# [Your instructions]
Every line of the data, first to last, must be written out unchanged.

Referring expression pointing data:
★ ★ ★ ★ ★

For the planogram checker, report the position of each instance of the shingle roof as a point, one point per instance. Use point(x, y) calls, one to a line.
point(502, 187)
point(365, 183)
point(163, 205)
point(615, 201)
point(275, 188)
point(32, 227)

★ ★ ★ ★ ★

# [The answer]
For the planogram checker, report the position of each instance of the shingle roof as a point, one point per instance. Use point(x, y) calls, one to a line.
point(502, 187)
point(365, 183)
point(163, 205)
point(615, 201)
point(275, 188)
point(32, 227)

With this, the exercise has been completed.